_WORK INSTRUCTION_
Produce a verbatim transcription of the entries, with all pictures omitted.

_SOURCE MATERIAL_
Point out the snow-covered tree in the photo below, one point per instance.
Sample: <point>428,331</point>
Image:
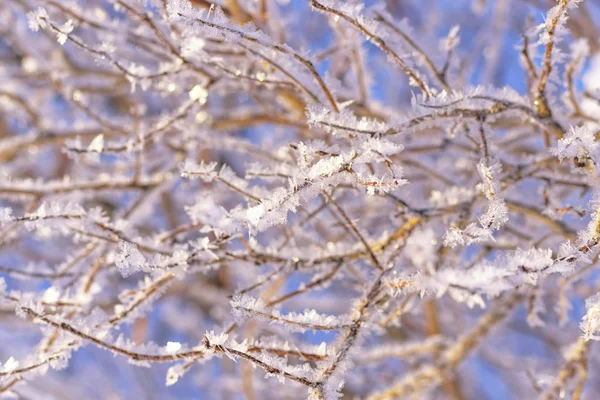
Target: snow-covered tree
<point>360,199</point>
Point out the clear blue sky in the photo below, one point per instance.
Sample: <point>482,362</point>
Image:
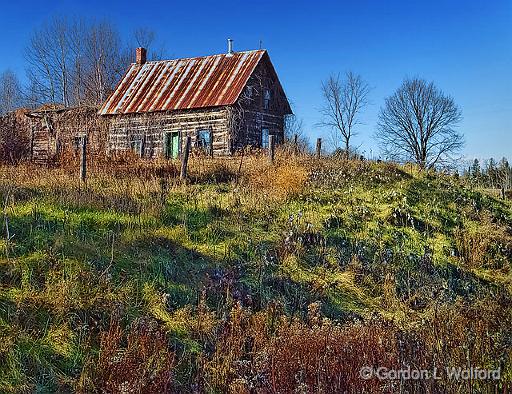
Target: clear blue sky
<point>465,47</point>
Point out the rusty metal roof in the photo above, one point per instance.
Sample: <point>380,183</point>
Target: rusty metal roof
<point>197,82</point>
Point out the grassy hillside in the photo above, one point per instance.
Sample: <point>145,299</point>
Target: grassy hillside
<point>249,277</point>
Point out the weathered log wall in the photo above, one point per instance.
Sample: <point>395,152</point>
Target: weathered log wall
<point>53,132</point>
<point>150,128</point>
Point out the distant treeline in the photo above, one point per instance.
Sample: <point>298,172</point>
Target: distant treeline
<point>491,174</point>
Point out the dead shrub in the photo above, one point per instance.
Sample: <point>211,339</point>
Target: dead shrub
<point>141,362</point>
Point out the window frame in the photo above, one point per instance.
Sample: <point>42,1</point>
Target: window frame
<point>265,142</point>
<point>267,97</point>
<point>205,147</point>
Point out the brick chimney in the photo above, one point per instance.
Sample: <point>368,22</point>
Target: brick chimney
<point>140,57</point>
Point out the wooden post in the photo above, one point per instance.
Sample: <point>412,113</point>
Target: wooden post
<point>184,161</point>
<point>211,143</point>
<point>32,132</point>
<point>318,147</point>
<point>271,147</point>
<point>142,146</point>
<point>83,159</point>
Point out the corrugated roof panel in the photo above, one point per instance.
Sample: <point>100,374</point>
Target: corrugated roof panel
<point>182,83</point>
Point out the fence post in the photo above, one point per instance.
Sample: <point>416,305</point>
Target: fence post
<point>184,160</point>
<point>142,146</point>
<point>32,132</point>
<point>83,159</point>
<point>271,147</point>
<point>318,147</point>
<point>211,144</point>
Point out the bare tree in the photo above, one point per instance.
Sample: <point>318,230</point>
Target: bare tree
<point>343,102</point>
<point>74,61</point>
<point>417,123</point>
<point>10,92</point>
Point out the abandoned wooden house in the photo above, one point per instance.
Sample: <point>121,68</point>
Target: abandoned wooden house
<point>223,102</point>
<point>54,129</point>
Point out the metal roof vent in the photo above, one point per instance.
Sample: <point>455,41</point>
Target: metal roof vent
<point>230,47</point>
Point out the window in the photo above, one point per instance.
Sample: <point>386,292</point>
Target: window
<point>136,144</point>
<point>264,138</point>
<point>204,140</point>
<point>266,99</point>
<point>77,142</point>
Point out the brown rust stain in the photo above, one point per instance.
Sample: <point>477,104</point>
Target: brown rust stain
<point>196,83</point>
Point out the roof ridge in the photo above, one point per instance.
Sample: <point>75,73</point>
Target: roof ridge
<point>199,57</point>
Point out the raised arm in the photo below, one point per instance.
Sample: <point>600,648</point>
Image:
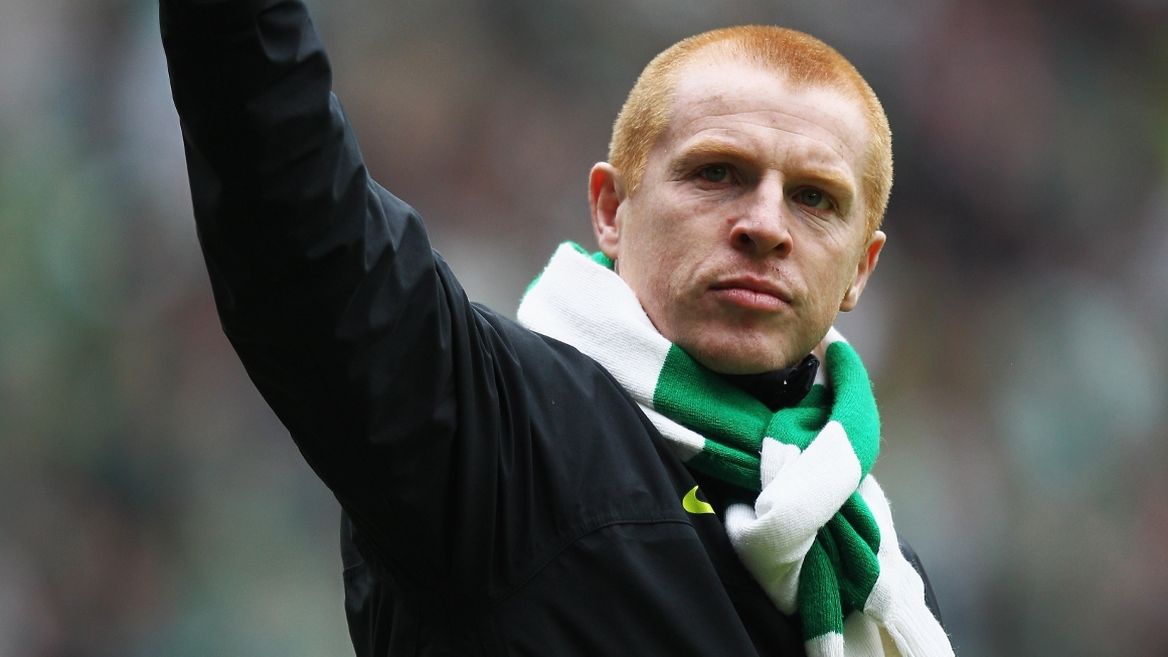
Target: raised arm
<point>326,284</point>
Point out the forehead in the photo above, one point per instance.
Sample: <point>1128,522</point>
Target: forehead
<point>722,97</point>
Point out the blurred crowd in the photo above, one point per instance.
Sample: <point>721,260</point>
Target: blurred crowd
<point>153,505</point>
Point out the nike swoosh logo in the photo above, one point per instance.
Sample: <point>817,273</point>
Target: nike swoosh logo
<point>690,503</point>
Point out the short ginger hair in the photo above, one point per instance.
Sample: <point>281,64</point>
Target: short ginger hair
<point>804,60</point>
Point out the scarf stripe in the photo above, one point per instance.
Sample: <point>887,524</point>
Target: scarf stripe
<point>819,537</point>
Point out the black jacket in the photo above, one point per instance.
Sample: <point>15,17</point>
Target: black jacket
<point>503,495</point>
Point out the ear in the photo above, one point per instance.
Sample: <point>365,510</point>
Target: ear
<point>868,261</point>
<point>605,193</point>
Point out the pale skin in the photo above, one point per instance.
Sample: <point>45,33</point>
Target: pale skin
<point>748,233</point>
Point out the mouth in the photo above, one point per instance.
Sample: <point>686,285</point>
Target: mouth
<point>752,294</point>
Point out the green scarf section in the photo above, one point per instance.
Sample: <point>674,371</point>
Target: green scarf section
<point>812,538</point>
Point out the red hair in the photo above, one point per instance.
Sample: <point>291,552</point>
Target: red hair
<point>801,59</point>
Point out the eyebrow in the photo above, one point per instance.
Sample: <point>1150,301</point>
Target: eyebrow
<point>709,150</point>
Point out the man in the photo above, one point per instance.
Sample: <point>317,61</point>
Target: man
<point>652,470</point>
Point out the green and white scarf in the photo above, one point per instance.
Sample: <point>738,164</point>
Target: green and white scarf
<point>819,537</point>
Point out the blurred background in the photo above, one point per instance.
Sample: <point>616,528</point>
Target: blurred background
<point>1015,330</point>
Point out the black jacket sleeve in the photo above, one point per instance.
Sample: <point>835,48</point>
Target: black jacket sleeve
<point>327,286</point>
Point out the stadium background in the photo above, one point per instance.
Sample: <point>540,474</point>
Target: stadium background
<point>153,506</point>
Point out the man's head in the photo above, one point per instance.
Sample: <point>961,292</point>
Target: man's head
<point>748,174</point>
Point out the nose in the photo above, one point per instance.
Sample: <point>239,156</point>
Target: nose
<point>763,225</point>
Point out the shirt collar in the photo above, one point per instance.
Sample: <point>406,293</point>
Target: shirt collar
<point>779,388</point>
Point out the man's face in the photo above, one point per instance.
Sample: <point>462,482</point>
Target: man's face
<point>748,232</point>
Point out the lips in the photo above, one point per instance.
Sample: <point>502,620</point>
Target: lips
<point>752,292</point>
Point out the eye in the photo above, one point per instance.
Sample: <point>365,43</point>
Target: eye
<point>813,198</point>
<point>714,173</point>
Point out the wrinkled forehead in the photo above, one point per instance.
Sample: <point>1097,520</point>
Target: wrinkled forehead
<point>716,91</point>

_ANSWER SPACE_
Point out the snow-covered tree in the photo below, one point per instance.
Sample: <point>428,331</point>
Image:
Target: snow-covered tree
<point>360,199</point>
Point out the clear blue sky in the photo below, one point per instance.
Sample: <point>482,362</point>
Image:
Target: clear blue sky
<point>465,47</point>
Point out the rusty metal roof in the photo above, one point per instance.
Sample: <point>380,183</point>
Target: rusty metal roof
<point>197,82</point>
Point out the grassy hillside in the photo above, one point per instance.
Sample: <point>145,299</point>
Target: grassy hillside
<point>249,277</point>
Point out the weathered log wall in the photo above, one point per instance.
Sample: <point>395,152</point>
Target: weathered log wall
<point>53,132</point>
<point>150,128</point>
Point out the distant treeline in the photo above, one point per instance.
Sample: <point>298,172</point>
Target: distant treeline
<point>491,174</point>
Point out the dead shrub in the photo above, one point per instance.
Sample: <point>211,339</point>
Target: dead shrub
<point>141,362</point>
Point out the window frame in the photo above, one point per instance.
Sample: <point>42,1</point>
Target: window frame
<point>265,142</point>
<point>267,97</point>
<point>205,147</point>
Point out the brick chimney in the photo above, one point per instance.
Sample: <point>368,22</point>
Target: brick chimney
<point>140,57</point>
Point out the wooden post in the photo above, one point per instance.
Sample: <point>412,113</point>
Target: wooden post
<point>184,161</point>
<point>211,143</point>
<point>32,132</point>
<point>318,147</point>
<point>271,147</point>
<point>142,146</point>
<point>83,159</point>
Point out the corrugated roof panel in the photo above, one point per instance.
Sample: <point>100,374</point>
Target: corrugated roof panel
<point>182,83</point>
Point out the fence post in the photo above, one point per instance.
Sample: <point>416,305</point>
Target: fence post
<point>184,160</point>
<point>142,146</point>
<point>32,132</point>
<point>83,159</point>
<point>271,147</point>
<point>318,147</point>
<point>211,144</point>
Point out the bare tree in the photo above, one point per instance.
Sample: <point>318,230</point>
Target: bare tree
<point>343,102</point>
<point>74,61</point>
<point>417,123</point>
<point>10,92</point>
Point out the abandoned wooden house in the photo above, one point per instance.
Sample: <point>121,68</point>
Target: abandoned wooden house
<point>223,102</point>
<point>54,129</point>
Point out the metal roof vent in the photo above, one point per instance.
Sample: <point>455,41</point>
Target: metal roof vent
<point>230,47</point>
Point out the window in the photo above, one point per instance.
Sample: <point>386,292</point>
Target: window
<point>136,144</point>
<point>264,138</point>
<point>204,140</point>
<point>266,99</point>
<point>77,142</point>
Point out the brown rust stain in the photo above, one point per instance.
Sample: <point>477,104</point>
Target: brown rust stain
<point>196,83</point>
Point out the roof ridge in the photo above, one point per instance.
Sample: <point>75,73</point>
Target: roof ridge
<point>199,57</point>
Point out the raised arm in the photo below, one point per instance.
Sample: <point>600,648</point>
Image:
Target: raised arm
<point>326,284</point>
Point out the forehead in the photo above, one point per instance.
Sample: <point>1128,522</point>
Target: forehead
<point>722,97</point>
Point out the blurred crowd in the photo above, one point per instance.
Sample: <point>721,260</point>
Target: blurred crowd
<point>153,505</point>
Point out the nike swoosh logo in the photo above, one point per instance.
Sample: <point>817,273</point>
Target: nike swoosh logo
<point>690,503</point>
Point out the short ginger hair in the photo above, one point per instance.
Sample: <point>281,64</point>
Target: short ginger hair
<point>804,60</point>
Point out the scarf stripe in the photo above, one point per instance.
Sample: <point>887,524</point>
Target: scarf stripe
<point>819,537</point>
Point out the black jacket in the photo above, one point per instance.
Sample: <point>15,17</point>
Target: black jacket
<point>503,495</point>
Point out the ear in the photo above, one point per instance.
Sample: <point>365,510</point>
Target: ear
<point>868,261</point>
<point>605,193</point>
Point out the pale skin in the photo above, one point per instance.
Sample: <point>45,33</point>
Target: pale skin
<point>748,233</point>
Point out the mouth in the photo above, one point per instance.
Sample: <point>686,285</point>
Target: mouth
<point>752,294</point>
Point out the green scarf section in the photo above, one point per instance.
Sample: <point>674,371</point>
Target: green scarf section
<point>812,538</point>
Point out the red hair in the photo above, one point per instance.
Sample: <point>291,552</point>
Target: red hair
<point>801,59</point>
Point out the eyebrow in the photo above, one point per instance.
Sample: <point>1150,301</point>
Target: eyebrow
<point>709,150</point>
Point out the man in the photo above, one point per instance.
Sample: <point>317,61</point>
Target: man
<point>652,470</point>
Point out the green and white scarf in the photo above, one point per instance.
Sample: <point>738,164</point>
Target: green and white scarf
<point>819,537</point>
Point out the blurred background in the photo above, one point per instance.
Sample: <point>616,528</point>
Target: blurred background
<point>1015,330</point>
Point out the black jacket sleeve in the photo above, one point per instance.
Sample: <point>835,48</point>
Target: black jacket sleeve
<point>327,286</point>
Point out the stadium background in the photo above, one point per instance.
Sample: <point>540,474</point>
Target: stadium background
<point>153,506</point>
Point out the man's head in the photo above, one point per instance.
Sample: <point>961,292</point>
Target: man's head
<point>748,174</point>
Point out the nose in the photo above, one point per instance.
Sample: <point>239,156</point>
Target: nose
<point>763,225</point>
Point out the shirt collar in the photo above, one point per instance.
Sample: <point>406,293</point>
Target: shirt collar
<point>779,388</point>
Point out the man's face in the photo above, one point per instance.
Sample: <point>462,482</point>
Target: man's face
<point>748,232</point>
Point out the lips in the photo above, one point per instance.
Sample: <point>502,620</point>
Target: lips
<point>752,292</point>
Point out the eye in the photo above, one point per instance.
Sample: <point>365,43</point>
Target: eye
<point>813,198</point>
<point>714,173</point>
Point out the wrinkled forehead in the photo above, one point per instance.
Sample: <point>1097,520</point>
Target: wrinkled forehead
<point>716,91</point>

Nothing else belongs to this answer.